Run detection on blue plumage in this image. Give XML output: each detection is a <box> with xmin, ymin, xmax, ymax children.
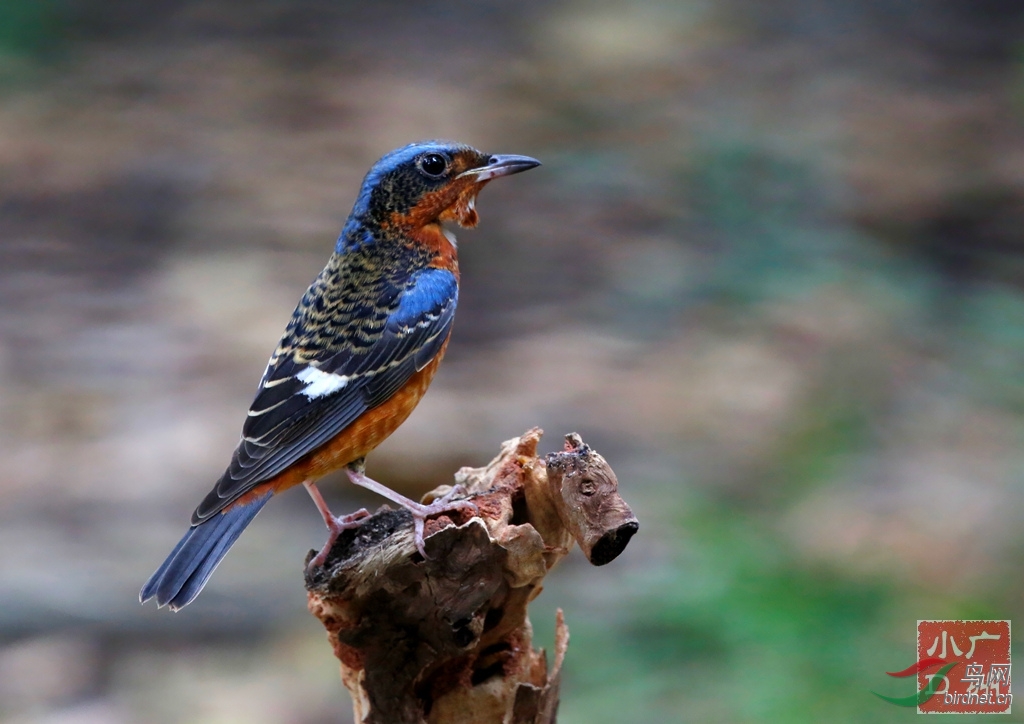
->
<box><xmin>140</xmin><ymin>491</ymin><xmax>272</xmax><ymax>611</ymax></box>
<box><xmin>141</xmin><ymin>141</ymin><xmax>539</xmax><ymax>610</ymax></box>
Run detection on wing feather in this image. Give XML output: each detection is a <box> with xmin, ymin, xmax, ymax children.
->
<box><xmin>192</xmin><ymin>266</ymin><xmax>457</xmax><ymax>523</ymax></box>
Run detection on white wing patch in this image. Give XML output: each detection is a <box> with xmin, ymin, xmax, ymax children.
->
<box><xmin>296</xmin><ymin>366</ymin><xmax>351</xmax><ymax>399</ymax></box>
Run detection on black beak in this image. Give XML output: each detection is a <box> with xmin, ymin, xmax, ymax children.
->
<box><xmin>460</xmin><ymin>154</ymin><xmax>541</xmax><ymax>181</ymax></box>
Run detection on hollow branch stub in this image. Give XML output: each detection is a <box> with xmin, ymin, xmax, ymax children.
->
<box><xmin>544</xmin><ymin>433</ymin><xmax>639</xmax><ymax>566</ymax></box>
<box><xmin>304</xmin><ymin>428</ymin><xmax>637</xmax><ymax>724</ymax></box>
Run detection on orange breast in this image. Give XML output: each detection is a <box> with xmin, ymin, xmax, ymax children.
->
<box><xmin>231</xmin><ymin>337</ymin><xmax>451</xmax><ymax>507</ymax></box>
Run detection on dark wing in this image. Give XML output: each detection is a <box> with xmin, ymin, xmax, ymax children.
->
<box><xmin>192</xmin><ymin>266</ymin><xmax>457</xmax><ymax>523</ymax></box>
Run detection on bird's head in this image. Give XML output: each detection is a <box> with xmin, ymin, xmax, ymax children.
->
<box><xmin>353</xmin><ymin>141</ymin><xmax>540</xmax><ymax>232</ymax></box>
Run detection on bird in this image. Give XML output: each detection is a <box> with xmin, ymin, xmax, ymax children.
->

* Task brief
Would you filter the entries above and keep each line that has the word "bird"?

* Result of the task
Run detection on bird's head in this image. Give XML output: each detection is a <box> with xmin, ymin, xmax, ymax children.
Run detection on bird in this image. Give XML output: each detection is a <box> with xmin, ymin, xmax, ymax children.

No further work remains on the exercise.